Extract to read:
==========
Hi all,

I'm only reposting below Lukas' mail without mixed text/plain Content-Type and html inside, in case someone couldn't read it ;-)

Le 24/02/2015 01:04, Lukas Tribus a écrit :
Attached is the information you requested -- and hopefully performed
correctly :)

* no_haproxy.pcap: This is a successful connection + POST to the
original Mochiweb server. Note that here the port is 8443 not 443
(IP=10.3.3.3)
* ha_self_signed.pcap: Failed attempt against HAProxy with a self
signed certificate & key.
* TEST_cert_and_key.pem: The self signed cert/key from above.

The bind line for ha_self_signed.pcap looks like this:
bind *:443 ssl crt /home/bashby/Lukas/TEST_cert_and_key.pem ciphers AES128-SHA

Thanks again to you and everyone here taking the time to look at this!

Ok, so what I can see by decrypting the SSL session with the self signed
certificate is that as soon as the server sends the "Server Hello Done", the
client sends a "TLS Finished". So the client doesn't like the Server Hello,
basically, or something along those lines.
==========
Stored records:
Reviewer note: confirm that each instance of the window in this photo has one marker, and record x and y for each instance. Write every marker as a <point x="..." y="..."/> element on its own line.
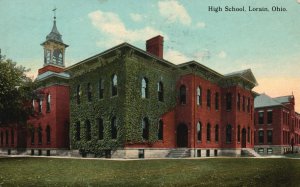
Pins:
<point x="101" y="89"/>
<point x="1" y="138"/>
<point x="160" y="91"/>
<point x="270" y="117"/>
<point x="244" y="103"/>
<point x="32" y="136"/>
<point x="239" y="102"/>
<point x="199" y="133"/>
<point x="269" y="136"/>
<point x="88" y="136"/>
<point x="48" y="134"/>
<point x="12" y="136"/>
<point x="100" y="129"/>
<point x="6" y="136"/>
<point x="228" y="134"/>
<point x="217" y="101"/>
<point x="40" y="136"/>
<point x="239" y="133"/>
<point x="145" y="129"/>
<point x="208" y="132"/>
<point x="199" y="96"/>
<point x="89" y="92"/>
<point x="260" y="117"/>
<point x="77" y="135"/>
<point x="228" y="101"/>
<point x="114" y="85"/>
<point x="217" y="133"/>
<point x="182" y="94"/>
<point x="160" y="130"/>
<point x="208" y="98"/>
<point x="113" y="127"/>
<point x="40" y="103"/>
<point x="261" y="137"/>
<point x="145" y="93"/>
<point x="248" y="105"/>
<point x="48" y="102"/>
<point x="78" y="94"/>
==========
Requests:
A. Please print every line of the stored listing word for word, leaving the pictures out.
B. Carry on the mailing-list message about the failed HAProxy SSL connection from the point where it stops.
The text and the listing are unrelated to each other.

The responses:
A.
Reviewer note: confirm that each instance of the window in this photo has one marker, and record x and y for each instance. Write every marker as a <point x="..." y="..."/> element on its own line.
Pins:
<point x="101" y="89"/>
<point x="1" y="138"/>
<point x="160" y="91"/>
<point x="270" y="117"/>
<point x="244" y="103"/>
<point x="32" y="136"/>
<point x="239" y="102"/>
<point x="199" y="133"/>
<point x="269" y="136"/>
<point x="88" y="136"/>
<point x="48" y="134"/>
<point x="12" y="136"/>
<point x="100" y="129"/>
<point x="6" y="136"/>
<point x="228" y="134"/>
<point x="217" y="101"/>
<point x="40" y="136"/>
<point x="239" y="133"/>
<point x="145" y="129"/>
<point x="208" y="132"/>
<point x="199" y="96"/>
<point x="89" y="92"/>
<point x="260" y="117"/>
<point x="77" y="135"/>
<point x="228" y="101"/>
<point x="114" y="85"/>
<point x="217" y="133"/>
<point x="182" y="94"/>
<point x="160" y="130"/>
<point x="208" y="98"/>
<point x="113" y="127"/>
<point x="40" y="103"/>
<point x="261" y="137"/>
<point x="145" y="93"/>
<point x="248" y="105"/>
<point x="48" y="102"/>
<point x="78" y="94"/>

B.
Comparing it with no_haproxy.pcap, its immediately obvious that without
haproxy, you are doing client certificate verification: the server asks the
client to provide a client certificate and verifies that certificate.

You are also doing client certificate verification in haproxy_1.pcap (which
fails).

So, maybe those clients absolutely want to send their certificate and
abort the TLS session a soon as the handshake is complete if the server
actually didn't request their certificate.

And maybe, in your first configuration (where you DO verify the client
certificate, their is certificate mismatch that fails on the HAProxy
side, which is why HAproxy in this case closed the session - we don't
know, because we can't decrypt the relevant handshake messages in
haproxy_1.pcap).


In fact, when I look at your config on pastebin, I can see that you
used "crt-ignore-err all" on the bind line, but that should probably be
"ca-ignore-err all", I believe. The documentation doesn't really do
a good job of explaining the difference between ca and crt-ignore-err.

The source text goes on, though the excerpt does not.